Passage to read:
################

Scientists from the Australian National Phenome Centre have identified new biomarkers that tell us exactly how Long COVID is progressing in individuals to inform the possible mitigation of long-term symptoms. New research from Murdoch University’s Australian National Phenome Centre (ANPC) has developed an important framework for assessing the range and length of illnesses caused by COVID-19.
The team has developed a framework for assessing post-acute COVID-19 syndrome – or Long COVID – which is a major long-term health consequence for many patients, explained Professor Jeremy Nicholson, Director of the ANPC. Researchers now have a range of new biomarkers that can be monitored during the acute disease phase and beyond to ascertain exactly how the disease is progressing.
New COVID-19 variants with higher receptor binding and higher infectivity, like the Delta strain currently gripping the east coast of Australia, are taking advantage of gaps in our bodies defences to drive new outbreaks. These new variants have highlighted that there are still major gaps in our understanding of the disease process and the highly complex systemic dysfunction that leads to persistent symptoms and long-term damage.
Scientists at the ANPC have identified new diagnostic molecular biomarkers that tell if someone has the disease, without the need to detect the disease itself. Their most recent paper has identified a host of new biomarkers for the disease in lipids – or body fats – using samples from Australian and Spanish populations.
These additional markers have the potential to facilitate the effective diagnosis and clinical management of COVID-19 patients. Using these biomarkers and others that we have discovered, scientists are also trying to predict who gets post-acute COVID-19 syndrome from an early stage and track their long-term recovery, because acute respiratory symptoms are just the tip of the iceberg.

################

Supplied information:

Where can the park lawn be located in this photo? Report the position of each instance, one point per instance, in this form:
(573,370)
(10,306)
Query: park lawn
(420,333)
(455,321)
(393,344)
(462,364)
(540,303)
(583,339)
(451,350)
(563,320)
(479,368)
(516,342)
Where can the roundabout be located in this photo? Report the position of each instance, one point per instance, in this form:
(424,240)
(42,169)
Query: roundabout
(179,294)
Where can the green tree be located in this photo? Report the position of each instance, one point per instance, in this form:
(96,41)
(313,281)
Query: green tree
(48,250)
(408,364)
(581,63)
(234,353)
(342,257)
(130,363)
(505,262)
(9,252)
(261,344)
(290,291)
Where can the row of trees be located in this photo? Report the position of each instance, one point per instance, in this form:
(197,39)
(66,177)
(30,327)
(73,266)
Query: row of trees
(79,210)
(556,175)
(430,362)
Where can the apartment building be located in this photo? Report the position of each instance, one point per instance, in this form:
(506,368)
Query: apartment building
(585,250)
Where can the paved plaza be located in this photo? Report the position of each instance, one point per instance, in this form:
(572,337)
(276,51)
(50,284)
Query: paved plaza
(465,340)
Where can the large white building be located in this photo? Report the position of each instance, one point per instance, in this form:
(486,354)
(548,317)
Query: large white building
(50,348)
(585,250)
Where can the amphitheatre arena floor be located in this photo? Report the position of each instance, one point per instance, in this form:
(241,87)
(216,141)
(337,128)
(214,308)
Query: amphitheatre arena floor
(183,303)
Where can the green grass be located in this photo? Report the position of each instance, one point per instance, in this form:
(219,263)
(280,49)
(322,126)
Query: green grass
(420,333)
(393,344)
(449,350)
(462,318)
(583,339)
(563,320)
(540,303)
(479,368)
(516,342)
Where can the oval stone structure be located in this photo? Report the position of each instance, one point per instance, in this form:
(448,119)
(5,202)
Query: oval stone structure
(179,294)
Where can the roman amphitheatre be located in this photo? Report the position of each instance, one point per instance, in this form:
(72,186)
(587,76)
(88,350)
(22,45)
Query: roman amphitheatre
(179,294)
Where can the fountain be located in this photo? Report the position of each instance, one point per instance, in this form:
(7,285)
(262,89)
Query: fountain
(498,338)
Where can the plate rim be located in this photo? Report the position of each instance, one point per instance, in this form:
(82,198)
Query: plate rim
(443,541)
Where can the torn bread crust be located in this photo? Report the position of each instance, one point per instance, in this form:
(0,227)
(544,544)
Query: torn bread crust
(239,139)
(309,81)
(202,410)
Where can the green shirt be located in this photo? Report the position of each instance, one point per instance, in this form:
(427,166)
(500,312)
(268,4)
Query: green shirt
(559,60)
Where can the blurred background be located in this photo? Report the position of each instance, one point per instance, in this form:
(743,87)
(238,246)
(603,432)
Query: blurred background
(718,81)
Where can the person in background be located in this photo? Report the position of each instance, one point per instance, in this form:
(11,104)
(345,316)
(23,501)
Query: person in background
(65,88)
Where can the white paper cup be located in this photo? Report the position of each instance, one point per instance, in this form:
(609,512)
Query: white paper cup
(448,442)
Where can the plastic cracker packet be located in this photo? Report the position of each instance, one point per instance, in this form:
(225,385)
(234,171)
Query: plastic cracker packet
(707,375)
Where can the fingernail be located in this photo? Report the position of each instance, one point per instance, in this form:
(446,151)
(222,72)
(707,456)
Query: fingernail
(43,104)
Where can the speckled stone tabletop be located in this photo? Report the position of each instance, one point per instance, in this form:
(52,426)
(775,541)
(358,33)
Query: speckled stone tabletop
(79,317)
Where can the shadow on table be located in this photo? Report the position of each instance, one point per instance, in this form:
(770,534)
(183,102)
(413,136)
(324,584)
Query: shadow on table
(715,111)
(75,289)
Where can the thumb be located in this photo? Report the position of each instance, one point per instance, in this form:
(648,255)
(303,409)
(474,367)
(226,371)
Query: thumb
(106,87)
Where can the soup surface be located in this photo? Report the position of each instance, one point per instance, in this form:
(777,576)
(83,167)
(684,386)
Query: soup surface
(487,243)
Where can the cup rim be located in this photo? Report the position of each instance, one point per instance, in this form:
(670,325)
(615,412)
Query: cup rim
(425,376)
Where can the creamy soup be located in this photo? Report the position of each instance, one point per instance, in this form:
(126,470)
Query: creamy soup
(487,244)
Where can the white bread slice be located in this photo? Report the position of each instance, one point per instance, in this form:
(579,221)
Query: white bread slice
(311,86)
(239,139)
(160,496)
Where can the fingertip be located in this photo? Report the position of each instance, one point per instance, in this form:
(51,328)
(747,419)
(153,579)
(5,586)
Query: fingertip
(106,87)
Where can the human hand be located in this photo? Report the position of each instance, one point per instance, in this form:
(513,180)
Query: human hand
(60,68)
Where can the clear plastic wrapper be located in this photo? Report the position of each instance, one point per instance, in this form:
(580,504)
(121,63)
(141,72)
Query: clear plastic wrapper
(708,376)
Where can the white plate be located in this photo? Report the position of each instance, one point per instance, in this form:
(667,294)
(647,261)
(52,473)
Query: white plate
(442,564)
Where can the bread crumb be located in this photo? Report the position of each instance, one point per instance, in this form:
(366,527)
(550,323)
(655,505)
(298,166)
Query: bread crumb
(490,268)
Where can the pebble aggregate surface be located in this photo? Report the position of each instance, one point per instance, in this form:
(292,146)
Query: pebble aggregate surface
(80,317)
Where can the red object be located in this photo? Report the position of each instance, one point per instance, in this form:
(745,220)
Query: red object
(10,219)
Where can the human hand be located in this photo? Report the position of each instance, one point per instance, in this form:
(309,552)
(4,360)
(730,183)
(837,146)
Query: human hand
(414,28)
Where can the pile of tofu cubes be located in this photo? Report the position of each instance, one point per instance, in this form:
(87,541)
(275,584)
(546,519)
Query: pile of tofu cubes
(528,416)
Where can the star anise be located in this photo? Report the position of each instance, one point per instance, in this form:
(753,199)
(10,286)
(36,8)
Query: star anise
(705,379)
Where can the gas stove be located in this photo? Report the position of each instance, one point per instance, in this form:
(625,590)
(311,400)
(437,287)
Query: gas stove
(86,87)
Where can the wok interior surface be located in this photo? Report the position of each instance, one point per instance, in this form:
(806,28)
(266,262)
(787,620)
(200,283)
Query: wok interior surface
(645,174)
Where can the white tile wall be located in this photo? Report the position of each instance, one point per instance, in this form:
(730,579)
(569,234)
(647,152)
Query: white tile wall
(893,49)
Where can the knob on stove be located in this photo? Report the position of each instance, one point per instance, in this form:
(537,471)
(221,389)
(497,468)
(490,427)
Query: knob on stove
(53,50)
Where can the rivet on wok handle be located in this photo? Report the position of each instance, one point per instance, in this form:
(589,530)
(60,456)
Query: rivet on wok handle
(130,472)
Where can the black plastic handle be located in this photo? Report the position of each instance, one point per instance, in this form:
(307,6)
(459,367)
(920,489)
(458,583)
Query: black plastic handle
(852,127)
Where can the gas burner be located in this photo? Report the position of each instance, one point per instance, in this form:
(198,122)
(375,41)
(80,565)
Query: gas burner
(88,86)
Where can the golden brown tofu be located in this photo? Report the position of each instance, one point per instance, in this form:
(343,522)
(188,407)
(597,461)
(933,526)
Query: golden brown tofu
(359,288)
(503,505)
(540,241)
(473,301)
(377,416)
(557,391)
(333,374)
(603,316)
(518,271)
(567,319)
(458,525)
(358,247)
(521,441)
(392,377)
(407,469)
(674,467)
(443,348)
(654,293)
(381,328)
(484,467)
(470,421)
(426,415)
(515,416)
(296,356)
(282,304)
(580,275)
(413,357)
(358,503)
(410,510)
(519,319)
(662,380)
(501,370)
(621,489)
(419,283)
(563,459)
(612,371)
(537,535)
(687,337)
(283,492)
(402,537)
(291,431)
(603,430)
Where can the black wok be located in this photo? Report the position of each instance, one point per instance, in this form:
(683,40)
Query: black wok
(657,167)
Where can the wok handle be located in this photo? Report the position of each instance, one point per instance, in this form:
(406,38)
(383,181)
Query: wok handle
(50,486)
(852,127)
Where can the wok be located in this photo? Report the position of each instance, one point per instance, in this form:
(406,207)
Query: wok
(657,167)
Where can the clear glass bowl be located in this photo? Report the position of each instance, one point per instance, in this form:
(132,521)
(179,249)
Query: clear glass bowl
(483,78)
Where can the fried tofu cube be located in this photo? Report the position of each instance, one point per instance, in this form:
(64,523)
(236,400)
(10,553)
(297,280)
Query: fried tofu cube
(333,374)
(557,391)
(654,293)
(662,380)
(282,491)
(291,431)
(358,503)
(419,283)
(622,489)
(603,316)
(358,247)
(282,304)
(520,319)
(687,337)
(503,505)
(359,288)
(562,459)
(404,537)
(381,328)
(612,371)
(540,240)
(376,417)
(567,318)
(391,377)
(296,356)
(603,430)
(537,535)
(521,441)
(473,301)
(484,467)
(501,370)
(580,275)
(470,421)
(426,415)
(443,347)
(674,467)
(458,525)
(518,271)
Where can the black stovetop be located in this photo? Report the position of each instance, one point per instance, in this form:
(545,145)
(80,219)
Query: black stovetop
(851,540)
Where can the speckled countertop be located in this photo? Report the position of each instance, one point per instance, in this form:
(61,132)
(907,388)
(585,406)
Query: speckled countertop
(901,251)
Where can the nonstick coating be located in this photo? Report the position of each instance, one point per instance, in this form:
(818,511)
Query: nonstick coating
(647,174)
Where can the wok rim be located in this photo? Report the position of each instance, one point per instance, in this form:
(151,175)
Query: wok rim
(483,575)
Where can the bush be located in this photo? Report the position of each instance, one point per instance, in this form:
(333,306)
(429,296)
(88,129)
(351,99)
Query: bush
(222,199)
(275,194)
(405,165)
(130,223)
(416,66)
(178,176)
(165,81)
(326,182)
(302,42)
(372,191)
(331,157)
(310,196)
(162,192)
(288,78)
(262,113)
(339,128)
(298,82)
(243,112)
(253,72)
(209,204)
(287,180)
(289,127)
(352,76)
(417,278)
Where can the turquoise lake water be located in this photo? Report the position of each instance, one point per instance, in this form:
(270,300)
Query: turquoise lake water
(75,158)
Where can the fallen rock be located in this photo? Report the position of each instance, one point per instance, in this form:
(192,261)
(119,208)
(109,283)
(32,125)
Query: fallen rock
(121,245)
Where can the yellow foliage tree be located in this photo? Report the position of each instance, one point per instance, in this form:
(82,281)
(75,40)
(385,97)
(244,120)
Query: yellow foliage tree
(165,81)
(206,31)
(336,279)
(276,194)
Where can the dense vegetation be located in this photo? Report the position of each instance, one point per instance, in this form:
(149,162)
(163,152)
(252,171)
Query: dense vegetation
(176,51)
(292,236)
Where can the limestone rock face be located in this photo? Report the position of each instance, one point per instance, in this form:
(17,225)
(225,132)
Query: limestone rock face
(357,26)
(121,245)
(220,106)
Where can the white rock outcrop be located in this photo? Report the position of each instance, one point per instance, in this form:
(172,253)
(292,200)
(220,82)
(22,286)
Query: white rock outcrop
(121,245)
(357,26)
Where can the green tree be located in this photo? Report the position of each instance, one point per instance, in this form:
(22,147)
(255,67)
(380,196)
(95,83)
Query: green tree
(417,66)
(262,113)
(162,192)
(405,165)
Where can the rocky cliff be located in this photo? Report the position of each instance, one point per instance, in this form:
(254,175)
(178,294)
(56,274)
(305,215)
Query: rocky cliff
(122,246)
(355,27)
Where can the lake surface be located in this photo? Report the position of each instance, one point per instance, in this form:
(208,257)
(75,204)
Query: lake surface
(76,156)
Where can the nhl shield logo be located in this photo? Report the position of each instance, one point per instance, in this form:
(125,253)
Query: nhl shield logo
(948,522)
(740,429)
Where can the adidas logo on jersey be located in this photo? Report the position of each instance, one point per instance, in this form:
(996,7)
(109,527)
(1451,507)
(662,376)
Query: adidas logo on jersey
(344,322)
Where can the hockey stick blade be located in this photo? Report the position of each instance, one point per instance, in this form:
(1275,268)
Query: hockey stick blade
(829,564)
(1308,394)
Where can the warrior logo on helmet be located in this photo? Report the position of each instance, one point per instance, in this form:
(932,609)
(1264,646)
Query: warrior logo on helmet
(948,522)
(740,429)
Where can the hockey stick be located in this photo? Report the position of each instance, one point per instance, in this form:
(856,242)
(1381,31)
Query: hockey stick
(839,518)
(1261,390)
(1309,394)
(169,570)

################

Activity: Can you copy out the entire Long COVID biomarker article word for word? The listing stands apart from the Long COVID biomarker article and is separate material.

Reply:
Scientists from the Australian National Phenome Centre have identified new biomarkers that tell us exactly how Long COVID is progressing in individuals to inform the possible mitigation of long-term symptoms. New research from Murdoch University’s Australian National Phenome Centre (ANPC) has developed an important framework for assessing the range and length of illnesses caused by COVID-19.
The team has developed a framework for assessing post-acute COVID-19 syndrome – or Long COVID – which is a major long-term health consequence for many patients, explained Professor Jeremy Nicholson, Director of the ANPC. Researchers now have a range of new biomarkers that can be monitored during the acute disease phase and beyond to ascertain exactly how the disease is progressing.
New COVID-19 variants with higher receptor binding and higher infectivity, like the Delta strain currently gripping the east coast of Australia, are taking advantage of gaps in our bodies defences to drive new outbreaks. These new variants have highlighted that there are still major gaps in our understanding of the disease process and the highly complex systemic dysfunction that leads to persistent symptoms and long-term damage.
Scientists at the ANPC have identified new diagnostic molecular biomarkers that tell if someone has the disease, without the need to detect the disease itself. Their most recent paper has identified a host of new biomarkers for the disease in lipids – or body fats – using samples from Australian and Spanish populations.
These additional markers have the potential to facilitate the effective diagnosis and clinical management of COVID-19 patients. Using these biomarkers and others that we have discovered, scientists are also trying to predict who gets post-acute COVID-19 syndrome from an early stage and track their long-term recovery, because acute respiratory symptoms are just the tip of the iceberg.